● **Work to complete**
Find each line in the listing below that contains the word "positive", and copy those lines.

● **Supplied entries**

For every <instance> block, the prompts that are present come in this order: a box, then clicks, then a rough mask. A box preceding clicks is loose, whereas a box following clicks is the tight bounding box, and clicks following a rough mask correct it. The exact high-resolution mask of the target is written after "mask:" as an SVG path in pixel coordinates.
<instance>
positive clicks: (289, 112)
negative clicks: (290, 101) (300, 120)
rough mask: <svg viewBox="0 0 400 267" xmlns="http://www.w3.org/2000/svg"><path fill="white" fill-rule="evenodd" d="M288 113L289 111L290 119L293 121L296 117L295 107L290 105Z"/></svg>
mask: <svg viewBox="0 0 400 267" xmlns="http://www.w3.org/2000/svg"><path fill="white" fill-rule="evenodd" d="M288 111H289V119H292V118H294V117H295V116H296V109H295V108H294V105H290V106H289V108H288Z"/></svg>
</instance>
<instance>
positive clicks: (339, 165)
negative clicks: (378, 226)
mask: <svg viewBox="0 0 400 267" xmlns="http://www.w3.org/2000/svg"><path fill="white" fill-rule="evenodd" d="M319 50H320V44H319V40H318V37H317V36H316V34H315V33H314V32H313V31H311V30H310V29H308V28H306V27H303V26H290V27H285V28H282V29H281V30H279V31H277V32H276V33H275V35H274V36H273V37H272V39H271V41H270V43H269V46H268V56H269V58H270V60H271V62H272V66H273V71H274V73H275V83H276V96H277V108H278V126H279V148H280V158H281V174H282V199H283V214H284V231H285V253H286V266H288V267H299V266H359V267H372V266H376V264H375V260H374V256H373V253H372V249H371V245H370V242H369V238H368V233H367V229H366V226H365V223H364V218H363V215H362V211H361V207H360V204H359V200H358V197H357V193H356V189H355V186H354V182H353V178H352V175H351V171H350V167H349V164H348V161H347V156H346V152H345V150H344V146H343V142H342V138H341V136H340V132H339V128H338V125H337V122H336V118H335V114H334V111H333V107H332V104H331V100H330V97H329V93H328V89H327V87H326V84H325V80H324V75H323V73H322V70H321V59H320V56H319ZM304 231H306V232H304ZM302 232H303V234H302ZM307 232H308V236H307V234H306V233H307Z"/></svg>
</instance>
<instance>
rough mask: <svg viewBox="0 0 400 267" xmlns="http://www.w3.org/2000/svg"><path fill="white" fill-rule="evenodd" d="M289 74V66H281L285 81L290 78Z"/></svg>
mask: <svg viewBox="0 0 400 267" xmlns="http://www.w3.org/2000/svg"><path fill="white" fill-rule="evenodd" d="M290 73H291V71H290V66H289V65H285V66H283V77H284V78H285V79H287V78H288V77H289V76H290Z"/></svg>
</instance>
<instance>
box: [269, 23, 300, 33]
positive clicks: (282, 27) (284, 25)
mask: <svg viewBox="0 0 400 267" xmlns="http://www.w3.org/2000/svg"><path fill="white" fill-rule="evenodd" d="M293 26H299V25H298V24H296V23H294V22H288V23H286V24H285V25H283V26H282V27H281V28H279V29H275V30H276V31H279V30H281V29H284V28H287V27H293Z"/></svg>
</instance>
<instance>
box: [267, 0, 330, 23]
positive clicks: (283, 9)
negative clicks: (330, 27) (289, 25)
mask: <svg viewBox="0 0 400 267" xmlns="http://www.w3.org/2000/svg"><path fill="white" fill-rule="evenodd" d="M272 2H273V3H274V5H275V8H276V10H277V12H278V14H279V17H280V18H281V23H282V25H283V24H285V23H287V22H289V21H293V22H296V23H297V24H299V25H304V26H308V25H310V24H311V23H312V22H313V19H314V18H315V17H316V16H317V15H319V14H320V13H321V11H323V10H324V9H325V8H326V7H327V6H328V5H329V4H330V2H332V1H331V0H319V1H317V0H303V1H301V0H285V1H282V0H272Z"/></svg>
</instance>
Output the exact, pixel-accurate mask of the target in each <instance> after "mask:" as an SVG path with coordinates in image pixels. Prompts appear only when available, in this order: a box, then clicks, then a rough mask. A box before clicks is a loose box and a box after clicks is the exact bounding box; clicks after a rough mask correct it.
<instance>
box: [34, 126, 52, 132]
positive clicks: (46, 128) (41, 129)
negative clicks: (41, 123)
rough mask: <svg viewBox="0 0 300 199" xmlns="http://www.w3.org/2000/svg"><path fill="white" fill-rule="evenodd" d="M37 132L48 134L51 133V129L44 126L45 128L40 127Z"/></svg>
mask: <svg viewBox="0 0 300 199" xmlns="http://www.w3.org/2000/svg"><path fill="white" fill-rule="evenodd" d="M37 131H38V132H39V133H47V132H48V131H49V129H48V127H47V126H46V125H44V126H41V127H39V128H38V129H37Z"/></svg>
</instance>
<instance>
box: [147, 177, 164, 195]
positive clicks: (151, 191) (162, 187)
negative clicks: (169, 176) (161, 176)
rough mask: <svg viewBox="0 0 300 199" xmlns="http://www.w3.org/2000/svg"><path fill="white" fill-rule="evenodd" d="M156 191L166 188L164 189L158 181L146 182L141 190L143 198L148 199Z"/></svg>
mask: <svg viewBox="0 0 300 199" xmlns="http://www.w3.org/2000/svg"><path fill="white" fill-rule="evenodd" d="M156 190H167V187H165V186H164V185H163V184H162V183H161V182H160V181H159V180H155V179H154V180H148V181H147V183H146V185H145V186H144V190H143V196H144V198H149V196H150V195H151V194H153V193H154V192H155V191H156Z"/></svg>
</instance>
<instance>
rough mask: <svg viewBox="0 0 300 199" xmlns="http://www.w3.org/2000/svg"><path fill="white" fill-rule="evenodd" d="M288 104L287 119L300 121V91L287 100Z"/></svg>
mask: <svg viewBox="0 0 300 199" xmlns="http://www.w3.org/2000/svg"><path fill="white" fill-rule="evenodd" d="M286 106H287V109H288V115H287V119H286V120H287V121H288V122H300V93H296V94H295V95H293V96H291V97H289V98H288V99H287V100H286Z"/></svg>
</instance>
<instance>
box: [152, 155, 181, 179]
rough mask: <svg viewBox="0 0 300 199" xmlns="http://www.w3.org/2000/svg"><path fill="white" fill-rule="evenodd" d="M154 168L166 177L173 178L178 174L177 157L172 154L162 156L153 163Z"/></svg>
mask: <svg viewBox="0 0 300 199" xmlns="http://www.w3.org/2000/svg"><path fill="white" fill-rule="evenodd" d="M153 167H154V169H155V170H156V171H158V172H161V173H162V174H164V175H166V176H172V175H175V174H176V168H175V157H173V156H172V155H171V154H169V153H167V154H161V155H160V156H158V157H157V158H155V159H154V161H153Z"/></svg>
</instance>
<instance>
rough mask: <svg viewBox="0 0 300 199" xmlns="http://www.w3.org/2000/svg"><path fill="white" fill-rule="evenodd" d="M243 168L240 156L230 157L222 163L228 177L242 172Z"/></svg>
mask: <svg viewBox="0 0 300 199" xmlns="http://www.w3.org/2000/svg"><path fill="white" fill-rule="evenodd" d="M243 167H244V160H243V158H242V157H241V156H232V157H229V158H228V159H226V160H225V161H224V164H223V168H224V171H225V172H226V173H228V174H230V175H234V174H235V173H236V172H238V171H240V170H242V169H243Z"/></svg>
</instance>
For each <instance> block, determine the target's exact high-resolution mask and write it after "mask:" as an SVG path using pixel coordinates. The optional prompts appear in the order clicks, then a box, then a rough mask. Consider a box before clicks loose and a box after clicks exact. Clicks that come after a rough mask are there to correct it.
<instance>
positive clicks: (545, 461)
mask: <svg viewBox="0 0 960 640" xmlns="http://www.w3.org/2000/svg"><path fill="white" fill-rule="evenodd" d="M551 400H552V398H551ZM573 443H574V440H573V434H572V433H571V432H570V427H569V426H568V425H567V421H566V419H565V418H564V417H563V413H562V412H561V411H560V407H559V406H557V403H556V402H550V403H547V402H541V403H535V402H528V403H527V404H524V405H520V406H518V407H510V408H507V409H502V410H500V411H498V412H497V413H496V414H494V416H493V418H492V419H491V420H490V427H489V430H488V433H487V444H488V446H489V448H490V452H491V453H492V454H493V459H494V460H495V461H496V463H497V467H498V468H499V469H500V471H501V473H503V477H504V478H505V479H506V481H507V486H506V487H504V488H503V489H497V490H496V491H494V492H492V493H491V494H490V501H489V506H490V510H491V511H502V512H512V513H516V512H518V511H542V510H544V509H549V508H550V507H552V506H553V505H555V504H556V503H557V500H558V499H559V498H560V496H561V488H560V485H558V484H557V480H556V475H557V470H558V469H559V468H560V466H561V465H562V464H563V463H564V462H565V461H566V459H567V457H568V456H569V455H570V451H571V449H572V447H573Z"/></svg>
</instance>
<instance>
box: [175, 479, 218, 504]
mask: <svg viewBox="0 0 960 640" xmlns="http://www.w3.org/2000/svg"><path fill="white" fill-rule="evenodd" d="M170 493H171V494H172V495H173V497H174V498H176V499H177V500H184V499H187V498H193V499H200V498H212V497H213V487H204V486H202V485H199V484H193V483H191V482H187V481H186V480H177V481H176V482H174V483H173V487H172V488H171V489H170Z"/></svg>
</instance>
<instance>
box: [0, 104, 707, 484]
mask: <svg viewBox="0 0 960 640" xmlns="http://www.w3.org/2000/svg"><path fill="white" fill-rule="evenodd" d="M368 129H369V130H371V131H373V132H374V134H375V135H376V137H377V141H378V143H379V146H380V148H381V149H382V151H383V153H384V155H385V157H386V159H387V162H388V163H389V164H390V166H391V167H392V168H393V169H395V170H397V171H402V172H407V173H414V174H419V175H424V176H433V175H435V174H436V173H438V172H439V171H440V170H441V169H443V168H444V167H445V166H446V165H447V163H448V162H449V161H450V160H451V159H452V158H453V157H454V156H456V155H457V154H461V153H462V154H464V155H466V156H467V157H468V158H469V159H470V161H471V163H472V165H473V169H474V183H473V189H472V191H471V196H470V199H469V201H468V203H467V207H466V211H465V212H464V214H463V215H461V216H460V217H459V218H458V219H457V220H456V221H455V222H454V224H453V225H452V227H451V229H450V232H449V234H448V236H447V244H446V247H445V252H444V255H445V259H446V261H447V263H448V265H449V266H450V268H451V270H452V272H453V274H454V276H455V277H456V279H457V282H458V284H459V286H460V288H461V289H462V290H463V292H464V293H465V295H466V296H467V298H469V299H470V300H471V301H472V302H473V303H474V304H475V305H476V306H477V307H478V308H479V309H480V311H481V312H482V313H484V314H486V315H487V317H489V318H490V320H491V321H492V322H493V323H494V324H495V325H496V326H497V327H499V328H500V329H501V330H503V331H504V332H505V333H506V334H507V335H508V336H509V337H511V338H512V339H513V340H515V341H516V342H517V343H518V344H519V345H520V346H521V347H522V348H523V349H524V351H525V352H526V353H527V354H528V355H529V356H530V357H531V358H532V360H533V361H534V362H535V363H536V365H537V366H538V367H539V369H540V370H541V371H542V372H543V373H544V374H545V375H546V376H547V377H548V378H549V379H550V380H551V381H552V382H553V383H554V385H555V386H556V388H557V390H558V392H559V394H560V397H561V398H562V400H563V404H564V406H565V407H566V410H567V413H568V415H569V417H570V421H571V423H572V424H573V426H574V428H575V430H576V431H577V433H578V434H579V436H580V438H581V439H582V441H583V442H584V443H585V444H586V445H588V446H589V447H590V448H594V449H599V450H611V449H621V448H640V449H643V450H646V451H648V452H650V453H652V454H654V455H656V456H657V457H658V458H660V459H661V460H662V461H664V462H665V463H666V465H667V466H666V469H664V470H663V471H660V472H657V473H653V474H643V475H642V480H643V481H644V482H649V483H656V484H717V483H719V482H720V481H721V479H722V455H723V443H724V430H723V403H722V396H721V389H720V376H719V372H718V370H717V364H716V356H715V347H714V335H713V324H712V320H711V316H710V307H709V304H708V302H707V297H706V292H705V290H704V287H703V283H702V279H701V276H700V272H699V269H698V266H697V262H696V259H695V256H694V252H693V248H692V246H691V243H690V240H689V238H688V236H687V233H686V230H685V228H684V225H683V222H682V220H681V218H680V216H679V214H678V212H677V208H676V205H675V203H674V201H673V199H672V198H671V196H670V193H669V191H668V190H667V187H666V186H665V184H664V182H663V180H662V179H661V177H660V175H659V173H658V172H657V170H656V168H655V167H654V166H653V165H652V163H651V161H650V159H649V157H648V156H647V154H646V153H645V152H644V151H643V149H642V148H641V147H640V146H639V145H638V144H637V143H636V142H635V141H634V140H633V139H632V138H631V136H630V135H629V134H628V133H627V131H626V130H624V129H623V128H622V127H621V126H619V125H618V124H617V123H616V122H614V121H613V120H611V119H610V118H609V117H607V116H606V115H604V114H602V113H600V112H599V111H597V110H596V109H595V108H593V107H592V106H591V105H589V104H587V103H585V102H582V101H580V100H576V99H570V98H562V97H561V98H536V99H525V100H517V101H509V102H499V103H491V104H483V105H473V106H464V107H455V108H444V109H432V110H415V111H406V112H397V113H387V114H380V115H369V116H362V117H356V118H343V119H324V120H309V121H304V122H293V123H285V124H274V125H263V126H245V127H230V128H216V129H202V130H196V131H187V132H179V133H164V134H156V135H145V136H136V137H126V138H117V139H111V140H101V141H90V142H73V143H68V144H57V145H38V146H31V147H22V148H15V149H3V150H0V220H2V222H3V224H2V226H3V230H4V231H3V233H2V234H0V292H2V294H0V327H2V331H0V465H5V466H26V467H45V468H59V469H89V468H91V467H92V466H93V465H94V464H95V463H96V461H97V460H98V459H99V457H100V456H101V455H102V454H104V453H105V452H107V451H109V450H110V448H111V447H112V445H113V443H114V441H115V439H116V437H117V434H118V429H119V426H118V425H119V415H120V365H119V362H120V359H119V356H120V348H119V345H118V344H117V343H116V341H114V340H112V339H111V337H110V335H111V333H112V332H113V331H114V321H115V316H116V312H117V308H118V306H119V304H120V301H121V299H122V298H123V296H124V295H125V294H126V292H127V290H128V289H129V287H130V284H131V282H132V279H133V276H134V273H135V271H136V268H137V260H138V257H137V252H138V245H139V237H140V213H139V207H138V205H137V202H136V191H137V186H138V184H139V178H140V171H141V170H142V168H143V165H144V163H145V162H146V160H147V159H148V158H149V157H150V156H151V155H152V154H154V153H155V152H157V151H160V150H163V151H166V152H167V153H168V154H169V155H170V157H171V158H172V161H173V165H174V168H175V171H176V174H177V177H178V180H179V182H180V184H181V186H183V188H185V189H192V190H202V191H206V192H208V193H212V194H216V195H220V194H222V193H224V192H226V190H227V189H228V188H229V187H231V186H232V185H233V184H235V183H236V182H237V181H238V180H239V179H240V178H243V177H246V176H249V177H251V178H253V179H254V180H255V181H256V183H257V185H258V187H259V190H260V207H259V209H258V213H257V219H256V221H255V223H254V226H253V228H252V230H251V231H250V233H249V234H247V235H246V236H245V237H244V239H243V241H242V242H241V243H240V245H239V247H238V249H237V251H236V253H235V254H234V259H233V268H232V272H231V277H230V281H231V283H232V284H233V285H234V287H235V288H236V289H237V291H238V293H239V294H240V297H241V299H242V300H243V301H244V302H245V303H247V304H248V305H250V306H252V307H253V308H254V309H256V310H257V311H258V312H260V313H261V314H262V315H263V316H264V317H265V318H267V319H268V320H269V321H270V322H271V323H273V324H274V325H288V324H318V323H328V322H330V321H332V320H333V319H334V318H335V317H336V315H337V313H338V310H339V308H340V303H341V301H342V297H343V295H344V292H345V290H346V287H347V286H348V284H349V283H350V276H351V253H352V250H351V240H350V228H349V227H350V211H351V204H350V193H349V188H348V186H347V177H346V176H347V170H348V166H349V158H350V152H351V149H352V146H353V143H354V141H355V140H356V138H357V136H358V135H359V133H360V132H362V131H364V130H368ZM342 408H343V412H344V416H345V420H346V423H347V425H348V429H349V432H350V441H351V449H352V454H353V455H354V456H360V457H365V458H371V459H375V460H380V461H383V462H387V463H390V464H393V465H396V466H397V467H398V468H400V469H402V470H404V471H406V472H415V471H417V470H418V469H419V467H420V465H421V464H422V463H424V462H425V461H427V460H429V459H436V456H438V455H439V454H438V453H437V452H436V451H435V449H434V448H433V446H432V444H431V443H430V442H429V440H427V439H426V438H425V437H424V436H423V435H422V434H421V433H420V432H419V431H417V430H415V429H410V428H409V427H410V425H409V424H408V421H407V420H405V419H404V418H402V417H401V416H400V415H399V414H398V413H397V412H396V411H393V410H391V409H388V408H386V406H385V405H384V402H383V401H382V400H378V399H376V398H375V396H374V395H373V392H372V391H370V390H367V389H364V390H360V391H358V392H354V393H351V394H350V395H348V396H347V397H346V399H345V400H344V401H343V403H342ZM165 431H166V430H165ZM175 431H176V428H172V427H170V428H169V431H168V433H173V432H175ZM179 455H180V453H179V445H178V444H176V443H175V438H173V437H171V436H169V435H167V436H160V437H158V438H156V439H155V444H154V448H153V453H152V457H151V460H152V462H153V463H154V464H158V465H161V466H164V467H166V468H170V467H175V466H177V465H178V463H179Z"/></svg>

● **Finished task**
positive clicks: (289, 112)
positive clicks: (339, 165)
positive clicks: (282, 27) (284, 25)
positive clicks: (283, 9)
positive clicks: (46, 128) (41, 129)
positive clicks: (151, 191) (162, 187)
positive clicks: (545, 461)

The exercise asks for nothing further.